# About this exercise
What lines below contain the string "vintage"? List them all.

# Data to examine
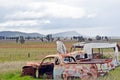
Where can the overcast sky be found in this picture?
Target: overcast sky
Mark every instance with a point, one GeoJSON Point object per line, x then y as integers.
{"type": "Point", "coordinates": [87, 17]}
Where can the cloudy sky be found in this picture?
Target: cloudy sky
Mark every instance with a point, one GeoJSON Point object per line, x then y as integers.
{"type": "Point", "coordinates": [87, 17]}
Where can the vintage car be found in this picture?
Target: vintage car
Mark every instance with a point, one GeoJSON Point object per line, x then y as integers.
{"type": "Point", "coordinates": [61, 67]}
{"type": "Point", "coordinates": [106, 52]}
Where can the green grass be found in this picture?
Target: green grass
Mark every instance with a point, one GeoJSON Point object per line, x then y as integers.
{"type": "Point", "coordinates": [15, 55]}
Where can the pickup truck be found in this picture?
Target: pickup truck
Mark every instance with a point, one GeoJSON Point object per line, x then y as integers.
{"type": "Point", "coordinates": [59, 67]}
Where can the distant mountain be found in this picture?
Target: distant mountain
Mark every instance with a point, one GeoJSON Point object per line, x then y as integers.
{"type": "Point", "coordinates": [16, 34]}
{"type": "Point", "coordinates": [66, 34]}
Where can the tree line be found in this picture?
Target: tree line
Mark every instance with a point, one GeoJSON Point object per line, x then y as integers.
{"type": "Point", "coordinates": [49, 38]}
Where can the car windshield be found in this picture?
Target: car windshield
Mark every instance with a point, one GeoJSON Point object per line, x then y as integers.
{"type": "Point", "coordinates": [69, 60]}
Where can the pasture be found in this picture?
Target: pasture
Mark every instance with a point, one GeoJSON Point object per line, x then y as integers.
{"type": "Point", "coordinates": [14, 55]}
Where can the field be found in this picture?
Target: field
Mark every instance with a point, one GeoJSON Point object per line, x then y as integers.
{"type": "Point", "coordinates": [14, 55]}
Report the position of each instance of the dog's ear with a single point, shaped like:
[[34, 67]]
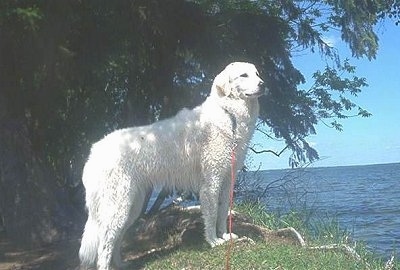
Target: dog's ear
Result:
[[221, 84]]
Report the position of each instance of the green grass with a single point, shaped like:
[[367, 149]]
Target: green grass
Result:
[[259, 256], [264, 255]]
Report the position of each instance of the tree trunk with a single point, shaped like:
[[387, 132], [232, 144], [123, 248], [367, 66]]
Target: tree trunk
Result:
[[33, 208]]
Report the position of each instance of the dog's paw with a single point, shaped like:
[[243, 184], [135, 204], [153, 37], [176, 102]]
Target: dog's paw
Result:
[[227, 236]]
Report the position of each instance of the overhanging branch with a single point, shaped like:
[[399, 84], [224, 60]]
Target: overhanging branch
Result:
[[269, 151]]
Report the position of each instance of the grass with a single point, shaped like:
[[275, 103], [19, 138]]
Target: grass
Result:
[[267, 255]]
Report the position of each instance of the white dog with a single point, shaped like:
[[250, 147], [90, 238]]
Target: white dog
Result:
[[191, 151]]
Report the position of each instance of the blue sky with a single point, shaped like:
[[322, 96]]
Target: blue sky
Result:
[[363, 141]]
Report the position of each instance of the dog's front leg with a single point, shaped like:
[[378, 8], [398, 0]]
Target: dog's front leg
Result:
[[223, 211], [209, 194]]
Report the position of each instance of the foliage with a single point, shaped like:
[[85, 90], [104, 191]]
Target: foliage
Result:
[[267, 254], [72, 71]]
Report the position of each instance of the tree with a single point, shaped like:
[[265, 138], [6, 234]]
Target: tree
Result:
[[71, 71]]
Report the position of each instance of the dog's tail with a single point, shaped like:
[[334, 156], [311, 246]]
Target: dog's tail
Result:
[[89, 244]]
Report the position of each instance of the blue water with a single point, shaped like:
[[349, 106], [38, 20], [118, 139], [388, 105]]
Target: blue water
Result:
[[364, 199]]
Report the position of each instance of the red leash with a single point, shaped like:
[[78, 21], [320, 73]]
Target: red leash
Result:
[[229, 250]]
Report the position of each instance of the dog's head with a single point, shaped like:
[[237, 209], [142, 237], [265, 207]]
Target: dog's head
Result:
[[239, 80]]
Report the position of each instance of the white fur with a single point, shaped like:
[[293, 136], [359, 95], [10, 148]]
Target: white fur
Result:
[[191, 151]]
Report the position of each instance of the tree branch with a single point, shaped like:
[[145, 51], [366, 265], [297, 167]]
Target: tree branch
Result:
[[269, 151]]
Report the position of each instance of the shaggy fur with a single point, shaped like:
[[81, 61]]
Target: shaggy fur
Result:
[[190, 151]]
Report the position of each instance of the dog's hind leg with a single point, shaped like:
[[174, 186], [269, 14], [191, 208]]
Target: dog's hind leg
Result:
[[223, 211], [209, 194], [121, 209], [135, 211]]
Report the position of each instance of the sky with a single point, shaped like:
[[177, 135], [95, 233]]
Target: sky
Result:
[[372, 140]]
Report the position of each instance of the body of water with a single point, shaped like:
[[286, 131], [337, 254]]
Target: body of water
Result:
[[364, 199]]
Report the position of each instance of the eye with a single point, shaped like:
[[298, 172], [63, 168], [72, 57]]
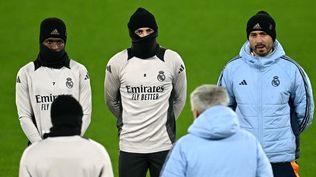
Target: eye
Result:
[[149, 30]]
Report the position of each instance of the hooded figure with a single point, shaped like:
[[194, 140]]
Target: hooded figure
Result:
[[66, 113]]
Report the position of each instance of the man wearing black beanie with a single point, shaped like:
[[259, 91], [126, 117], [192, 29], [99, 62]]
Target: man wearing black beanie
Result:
[[145, 89], [51, 74], [64, 152], [271, 94]]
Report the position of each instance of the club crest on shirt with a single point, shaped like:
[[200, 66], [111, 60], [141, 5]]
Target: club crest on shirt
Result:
[[275, 81], [161, 76], [69, 83]]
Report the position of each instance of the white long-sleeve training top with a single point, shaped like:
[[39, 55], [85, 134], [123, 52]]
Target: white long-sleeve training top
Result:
[[36, 89], [146, 96]]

# Result
Where can the vintage car be found in this picture?
Target: vintage car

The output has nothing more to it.